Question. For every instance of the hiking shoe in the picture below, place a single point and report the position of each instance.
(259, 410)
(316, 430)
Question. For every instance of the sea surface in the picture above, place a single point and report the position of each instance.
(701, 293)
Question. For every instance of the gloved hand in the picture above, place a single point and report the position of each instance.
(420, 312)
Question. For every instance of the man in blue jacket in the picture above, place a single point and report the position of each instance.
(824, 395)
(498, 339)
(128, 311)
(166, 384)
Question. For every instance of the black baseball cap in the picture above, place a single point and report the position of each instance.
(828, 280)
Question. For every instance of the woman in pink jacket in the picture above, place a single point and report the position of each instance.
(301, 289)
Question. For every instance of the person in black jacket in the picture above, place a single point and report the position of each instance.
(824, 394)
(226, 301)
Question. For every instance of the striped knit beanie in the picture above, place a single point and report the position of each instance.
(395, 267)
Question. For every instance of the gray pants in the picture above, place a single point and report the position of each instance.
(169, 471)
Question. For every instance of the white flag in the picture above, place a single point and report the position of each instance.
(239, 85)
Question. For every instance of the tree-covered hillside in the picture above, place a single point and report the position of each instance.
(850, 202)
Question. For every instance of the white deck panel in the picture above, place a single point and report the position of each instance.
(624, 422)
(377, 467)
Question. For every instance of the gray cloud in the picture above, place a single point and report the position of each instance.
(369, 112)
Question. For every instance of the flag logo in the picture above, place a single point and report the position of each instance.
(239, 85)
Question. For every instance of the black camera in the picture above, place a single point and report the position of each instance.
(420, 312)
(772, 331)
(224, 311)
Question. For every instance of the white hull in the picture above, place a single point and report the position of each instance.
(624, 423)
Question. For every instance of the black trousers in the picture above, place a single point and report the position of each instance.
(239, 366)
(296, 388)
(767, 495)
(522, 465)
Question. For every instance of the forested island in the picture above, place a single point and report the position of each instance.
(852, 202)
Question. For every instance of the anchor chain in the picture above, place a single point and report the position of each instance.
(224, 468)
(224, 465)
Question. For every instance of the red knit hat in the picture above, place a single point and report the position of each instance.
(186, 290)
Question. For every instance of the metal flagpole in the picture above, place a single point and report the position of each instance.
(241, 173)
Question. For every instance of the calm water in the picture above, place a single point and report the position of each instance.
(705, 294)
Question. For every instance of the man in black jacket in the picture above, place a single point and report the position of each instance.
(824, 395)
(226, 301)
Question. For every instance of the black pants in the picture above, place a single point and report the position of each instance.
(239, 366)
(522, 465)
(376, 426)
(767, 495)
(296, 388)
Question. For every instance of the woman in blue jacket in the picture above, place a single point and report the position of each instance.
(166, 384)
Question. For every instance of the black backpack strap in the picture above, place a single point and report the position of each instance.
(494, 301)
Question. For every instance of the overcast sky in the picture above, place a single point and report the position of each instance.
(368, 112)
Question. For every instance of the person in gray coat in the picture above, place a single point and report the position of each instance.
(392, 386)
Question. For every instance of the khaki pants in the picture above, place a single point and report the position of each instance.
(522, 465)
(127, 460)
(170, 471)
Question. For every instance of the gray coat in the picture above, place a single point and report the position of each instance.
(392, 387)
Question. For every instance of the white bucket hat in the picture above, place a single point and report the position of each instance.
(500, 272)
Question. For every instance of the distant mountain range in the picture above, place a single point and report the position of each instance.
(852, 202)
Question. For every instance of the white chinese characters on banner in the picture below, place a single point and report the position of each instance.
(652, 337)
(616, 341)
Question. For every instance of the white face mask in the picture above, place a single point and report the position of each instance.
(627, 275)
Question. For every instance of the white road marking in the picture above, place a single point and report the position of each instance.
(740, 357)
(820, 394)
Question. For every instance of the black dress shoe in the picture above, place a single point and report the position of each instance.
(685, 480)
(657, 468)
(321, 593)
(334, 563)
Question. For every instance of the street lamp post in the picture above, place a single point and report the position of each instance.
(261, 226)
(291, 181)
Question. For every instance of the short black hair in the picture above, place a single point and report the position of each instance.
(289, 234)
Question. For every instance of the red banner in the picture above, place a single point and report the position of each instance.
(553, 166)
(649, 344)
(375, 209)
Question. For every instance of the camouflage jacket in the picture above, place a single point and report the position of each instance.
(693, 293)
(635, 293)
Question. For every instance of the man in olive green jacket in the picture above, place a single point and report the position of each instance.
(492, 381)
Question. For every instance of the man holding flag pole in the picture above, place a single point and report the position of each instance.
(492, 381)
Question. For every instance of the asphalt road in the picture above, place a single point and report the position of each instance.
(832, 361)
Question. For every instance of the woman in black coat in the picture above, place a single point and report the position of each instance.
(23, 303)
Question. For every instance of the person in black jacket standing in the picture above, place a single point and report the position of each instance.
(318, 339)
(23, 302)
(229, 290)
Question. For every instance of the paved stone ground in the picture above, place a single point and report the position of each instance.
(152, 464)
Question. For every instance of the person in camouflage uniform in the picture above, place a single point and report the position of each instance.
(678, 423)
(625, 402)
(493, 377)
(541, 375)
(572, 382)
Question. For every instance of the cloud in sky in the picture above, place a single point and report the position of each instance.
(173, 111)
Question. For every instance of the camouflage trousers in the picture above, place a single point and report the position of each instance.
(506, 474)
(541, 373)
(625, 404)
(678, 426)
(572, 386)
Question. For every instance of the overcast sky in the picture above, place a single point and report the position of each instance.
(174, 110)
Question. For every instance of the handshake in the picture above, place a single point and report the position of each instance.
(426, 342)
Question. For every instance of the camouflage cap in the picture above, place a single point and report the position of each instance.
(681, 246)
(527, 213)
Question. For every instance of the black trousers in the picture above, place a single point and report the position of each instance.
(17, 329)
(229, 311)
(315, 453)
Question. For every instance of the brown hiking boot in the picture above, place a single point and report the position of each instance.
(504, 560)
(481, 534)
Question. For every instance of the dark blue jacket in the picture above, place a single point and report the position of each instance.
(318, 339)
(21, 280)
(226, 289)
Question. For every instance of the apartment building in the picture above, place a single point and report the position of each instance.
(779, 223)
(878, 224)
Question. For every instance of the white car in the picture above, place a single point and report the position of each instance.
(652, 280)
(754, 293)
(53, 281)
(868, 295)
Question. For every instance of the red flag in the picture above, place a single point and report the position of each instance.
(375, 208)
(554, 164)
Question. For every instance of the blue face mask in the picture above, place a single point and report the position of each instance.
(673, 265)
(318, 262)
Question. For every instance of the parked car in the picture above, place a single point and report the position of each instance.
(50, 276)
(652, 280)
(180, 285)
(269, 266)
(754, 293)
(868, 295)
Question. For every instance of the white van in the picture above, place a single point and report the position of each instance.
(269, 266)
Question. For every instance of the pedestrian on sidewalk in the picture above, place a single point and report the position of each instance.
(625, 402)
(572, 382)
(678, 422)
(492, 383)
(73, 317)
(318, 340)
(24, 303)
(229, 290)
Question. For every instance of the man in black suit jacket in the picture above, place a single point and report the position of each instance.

• WHAT IS EXPECTED:
Reproduce each record exactly, leaving nothing out.

• RESPONSE TO THE EXERCISE:
Question. For every instance of the hiking shoe in the picture below, place a single point and report the position of each instance.
(259, 410)
(316, 430)
Question. For every instance of the sea surface in the picture above, place a single point and report the position of each instance.
(701, 293)
Question. For every instance of the gloved hand in the picture above, place a single point and report the position of each instance.
(420, 312)
Question. For every instance of the man in blue jacket in the picture above, place a single point and report the position of each instance.
(824, 395)
(498, 339)
(128, 311)
(166, 384)
Question. For every instance of the black baseball cap in the picture above, place a single point and report the position of each instance.
(828, 280)
Question. For every instance of the woman in pink jacket in the picture above, place a single point and report the position of each instance.
(301, 289)
Question. For every instance of the person in black jacket in the picture above, place a single point and report the position of each instance.
(824, 394)
(226, 301)
Question. For every instance of the striped knit beanie in the picture above, place a single point and report the position of each instance.
(395, 267)
Question. For every instance of the gray pants in the picture above, place a single point and report the position of each instance.
(169, 471)
Question. For every instance of the white flag in the picture above, place a single point and report the position of each instance.
(239, 85)
Question. For every instance of the tree-covered hillside in the picture above, place a single point and report the position of each instance.
(850, 202)
Question. For every instance of the white deck panel in the picture above, place a single point and report the position of each instance.
(624, 422)
(377, 467)
Question. For every instance of the gray cloud in the picture above, place a single point and report the position of each instance.
(369, 112)
Question. For every instance of the flag logo in the picture above, place a single point and report the position of each instance.
(239, 85)
Question. For every instance of the black camera in the picture above, place a single point and report the position of each instance.
(420, 312)
(772, 331)
(224, 311)
Question. For every instance of the white hull in the picture above, place a single point and report the position of each instance.
(624, 423)
Question. For every instance of the black trousers in the picture above, place a single point and report the position of each instance.
(239, 366)
(296, 388)
(767, 495)
(522, 465)
Question. For every instance of the forested island in the picture above, place a single point and report the position of each instance.
(852, 202)
Question. For every instance of the anchor chain in the picture above, place a single point and report the position of each instance.
(224, 468)
(224, 465)
Question. For every instance of the red knit hat in the picture above, place a single point and report the position of each instance.
(186, 290)
Question. For every instance of the metal flagpole in the picture above, place a single point and report the position of each instance.
(241, 173)
Question. For every instance of the calm water in the picture above, place a single point and report the position of each instance.
(705, 294)
Question. For every instance of the man in black jacket in the picture above, place a single point and report the position of each instance.
(824, 395)
(226, 301)
Question. For every instance of the black pants in the picture above, place a single point and report the position of each instance.
(239, 366)
(522, 465)
(376, 426)
(767, 495)
(296, 388)
Question. For every instance of the woman in blue jacket in the picture above, place a single point and report the position of each instance.
(166, 384)
Question. For every instance of the black backpack strap in the picture above, place a single point and report the position of each instance.
(494, 301)
Question. For every instance of the overcast sky in the picture above, place a single point and report the position of each instance.
(368, 112)
Question. For every instance of the person in gray coat in the picture above, place a single point and report the position of each instance.
(392, 386)
Question. For every instance of the khaki pants in the picture above, place a single point and report the position of each instance.
(522, 465)
(127, 460)
(170, 471)
Question. For every instance of the gray coat in the picture above, place a single point and report the position of each instance.
(392, 387)
Question. For every instance of the white bucket hat in the picture above, place a single point and report the position of each instance.
(500, 272)
Question. For every instance of the distant mountain range in the picture above, place a single point and report the position of each instance.
(852, 202)
Question. For every instance of the white chinese characters on banner in the picture below, place a single point and report the position of each instance.
(652, 337)
(616, 341)
Question. For every instance of the white face mask in the picture above, place a single point and report the position of each instance.
(627, 275)
Question. For every instance of the white road marking in the picture above, place a single point and report the position of each instance.
(740, 357)
(820, 394)
Question. For every instance of the black dress shoe in the picture above, place a single point and report the position of each instance.
(685, 480)
(657, 468)
(321, 593)
(334, 563)
Question. For every instance of the street lamp post in the picture above, place a single point and report the position of each instance.
(261, 226)
(291, 181)
Question. For every instance of the short black hair in the picture above, place a single point and report the position of each instance.
(289, 234)
Question. For every instance of the red banner in the picture above, place a single point and report the position of each instance.
(553, 166)
(649, 344)
(375, 209)
Question. For every instance of the camouflage jacket in the picture above, place a single point and report the position of each instance.
(693, 293)
(635, 293)
Question. For every instance of the man in olive green jacket in the picture above, place a single point and report the position of each instance.
(492, 381)
Question. For every instance of the man holding flag pole in the picture above, place a single point and report the position of each instance.
(492, 381)
Question. For every instance of the asphalt road in the picture above, place a single point and report the position of each instance.
(832, 361)
Question. For every instance of the woman in black coat in the picture above, place a single point and report the position of each instance.
(23, 303)
Question. For every instance of the person in black jacket standing in the picture above, place a single point and report the position of each instance.
(318, 339)
(23, 302)
(229, 290)
Question. For every instance of the paved stone ground in the picture above, place a single point and report the position of each instance.
(152, 464)
Question. For every instance of the person in camouflage uniform in the picture above, place a single point and report the position of each instance.
(678, 423)
(625, 402)
(493, 377)
(541, 375)
(572, 382)
Question. For every instance of the cloud in sky in the picture above, place a single point and report the position of each instance.
(173, 111)
Question. For every instance of the camouflage trousers in the picture above, place a single point and report the position of each instance.
(506, 474)
(541, 373)
(625, 404)
(678, 426)
(572, 386)
Question. For every instance of the overcast sky in the picture above, place a single point and report the position of each instance.
(174, 110)
Question. For every instance of the handshake in the picture above, place a single point and report the position of each instance.
(426, 342)
Question. For every instance of the camouflage cap in the picture above, place a single point and report the position of each instance.
(681, 246)
(527, 213)
Question. For every instance of the black trousers in the picture above, place a single point and report the position of each instance.
(17, 329)
(229, 311)
(315, 453)
Question. For every instance of the brown hiking boot in the picture above, place a single point and report the position of each instance.
(504, 560)
(481, 534)
Question. For every instance of the dark blue jacket in the picture above, place a single point and report the position of each instance.
(318, 339)
(21, 280)
(226, 289)
Question. For every instance of the apartment building in the picture above, place a single point and report the position of each instance.
(779, 223)
(878, 224)
Question. For every instance of the white car in the picture above, place a single point and report the position of each instance.
(652, 280)
(754, 293)
(53, 281)
(868, 295)
Question. For every instance of the red flag in the picture above, place a single point and report the position of each instance.
(375, 208)
(554, 164)
Question. For every instance of the blue face mask in the picture above, place a single point and report the position of each instance.
(673, 265)
(318, 262)
Question. For every instance of the parked car in the picture above, place a single point and report the position of each instance.
(50, 276)
(652, 280)
(180, 285)
(269, 266)
(754, 293)
(868, 295)
Question. For every instance of the white van in the picture above, place a single point and report the position of each instance.
(269, 266)
Question. For every instance of the pedestrian on sidewalk in the picture above, place a single point and report the position of each instance.
(625, 402)
(572, 382)
(678, 422)
(492, 383)
(73, 317)
(318, 340)
(24, 303)
(229, 290)
Question. For every instance of the man in black suit jacket in the picture above, place a single point and report the position of each instance.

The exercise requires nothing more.